[Data items]
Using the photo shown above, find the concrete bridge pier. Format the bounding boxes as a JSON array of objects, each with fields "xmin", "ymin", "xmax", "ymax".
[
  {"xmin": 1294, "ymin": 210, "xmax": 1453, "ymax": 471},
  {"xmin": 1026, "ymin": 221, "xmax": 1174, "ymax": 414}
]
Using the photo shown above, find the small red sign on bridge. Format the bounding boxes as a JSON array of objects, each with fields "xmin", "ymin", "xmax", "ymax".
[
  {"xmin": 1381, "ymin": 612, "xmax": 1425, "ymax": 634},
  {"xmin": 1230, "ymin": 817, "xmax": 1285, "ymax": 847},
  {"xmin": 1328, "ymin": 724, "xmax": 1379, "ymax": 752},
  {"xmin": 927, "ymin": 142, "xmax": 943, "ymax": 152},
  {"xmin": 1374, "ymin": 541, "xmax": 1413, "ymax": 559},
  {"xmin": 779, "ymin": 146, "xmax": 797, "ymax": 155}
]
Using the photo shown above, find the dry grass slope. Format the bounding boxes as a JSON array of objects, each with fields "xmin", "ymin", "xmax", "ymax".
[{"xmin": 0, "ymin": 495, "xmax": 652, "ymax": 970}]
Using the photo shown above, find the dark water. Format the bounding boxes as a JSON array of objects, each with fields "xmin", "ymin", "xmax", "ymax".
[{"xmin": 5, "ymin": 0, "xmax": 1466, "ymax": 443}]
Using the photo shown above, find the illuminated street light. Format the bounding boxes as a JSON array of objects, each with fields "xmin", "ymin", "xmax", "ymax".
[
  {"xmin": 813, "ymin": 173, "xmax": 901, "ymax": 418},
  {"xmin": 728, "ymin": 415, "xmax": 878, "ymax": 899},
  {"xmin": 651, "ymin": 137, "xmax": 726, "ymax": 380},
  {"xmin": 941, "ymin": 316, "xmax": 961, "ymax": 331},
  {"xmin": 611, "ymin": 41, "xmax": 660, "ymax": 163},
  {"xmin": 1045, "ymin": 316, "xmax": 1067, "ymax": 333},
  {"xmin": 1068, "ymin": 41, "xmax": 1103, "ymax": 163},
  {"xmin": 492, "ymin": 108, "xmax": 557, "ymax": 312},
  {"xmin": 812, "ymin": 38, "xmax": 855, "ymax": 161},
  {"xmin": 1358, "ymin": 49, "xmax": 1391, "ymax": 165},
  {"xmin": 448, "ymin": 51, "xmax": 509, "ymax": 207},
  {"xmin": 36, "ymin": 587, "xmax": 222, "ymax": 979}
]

## Aim of the exercise
What you return must match the data above character for character.

## Exercise solution
Using the photo shown above, find the concrete bridge pier. Format the bounding boxes as a JSON array of objects, each with fields "xmin", "ymin", "xmax", "ymax".
[
  {"xmin": 1294, "ymin": 210, "xmax": 1453, "ymax": 471},
  {"xmin": 1026, "ymin": 221, "xmax": 1174, "ymax": 414}
]
Using the photo shown above, find the small red sign on bridge. Format the bounding boxes as a JSON array of objects, each with fields "xmin", "ymin", "xmax", "ymax".
[
  {"xmin": 1381, "ymin": 612, "xmax": 1425, "ymax": 634},
  {"xmin": 1230, "ymin": 817, "xmax": 1285, "ymax": 847},
  {"xmin": 1328, "ymin": 724, "xmax": 1379, "ymax": 752},
  {"xmin": 927, "ymin": 142, "xmax": 943, "ymax": 152},
  {"xmin": 1374, "ymin": 541, "xmax": 1413, "ymax": 559},
  {"xmin": 779, "ymin": 146, "xmax": 797, "ymax": 155}
]
Using the photo shown above, find the dry grass slope. Format the bounding boxes as a JSON array of objects, each with fields "xmin", "ymin", "xmax", "ymax".
[{"xmin": 0, "ymin": 495, "xmax": 652, "ymax": 970}]
Using the photo shown above, find the dark water. Format the bounding boxes as a JSON array of objects, each with fields "xmin", "ymin", "xmax", "ymax".
[{"xmin": 5, "ymin": 0, "xmax": 1466, "ymax": 443}]
Using the photo shown above, find the illuminated street light. Format the bounding boxes as a JSON array of objects, each with fields "xmin", "ymin", "xmax", "ymax".
[
  {"xmin": 813, "ymin": 173, "xmax": 901, "ymax": 418},
  {"xmin": 728, "ymin": 415, "xmax": 878, "ymax": 899},
  {"xmin": 651, "ymin": 137, "xmax": 726, "ymax": 380},
  {"xmin": 941, "ymin": 316, "xmax": 961, "ymax": 331},
  {"xmin": 611, "ymin": 41, "xmax": 660, "ymax": 163},
  {"xmin": 1045, "ymin": 316, "xmax": 1067, "ymax": 333},
  {"xmin": 1068, "ymin": 41, "xmax": 1103, "ymax": 163},
  {"xmin": 492, "ymin": 108, "xmax": 557, "ymax": 312},
  {"xmin": 812, "ymin": 38, "xmax": 855, "ymax": 161},
  {"xmin": 1358, "ymin": 49, "xmax": 1391, "ymax": 165},
  {"xmin": 448, "ymin": 51, "xmax": 509, "ymax": 207},
  {"xmin": 36, "ymin": 587, "xmax": 222, "ymax": 979}
]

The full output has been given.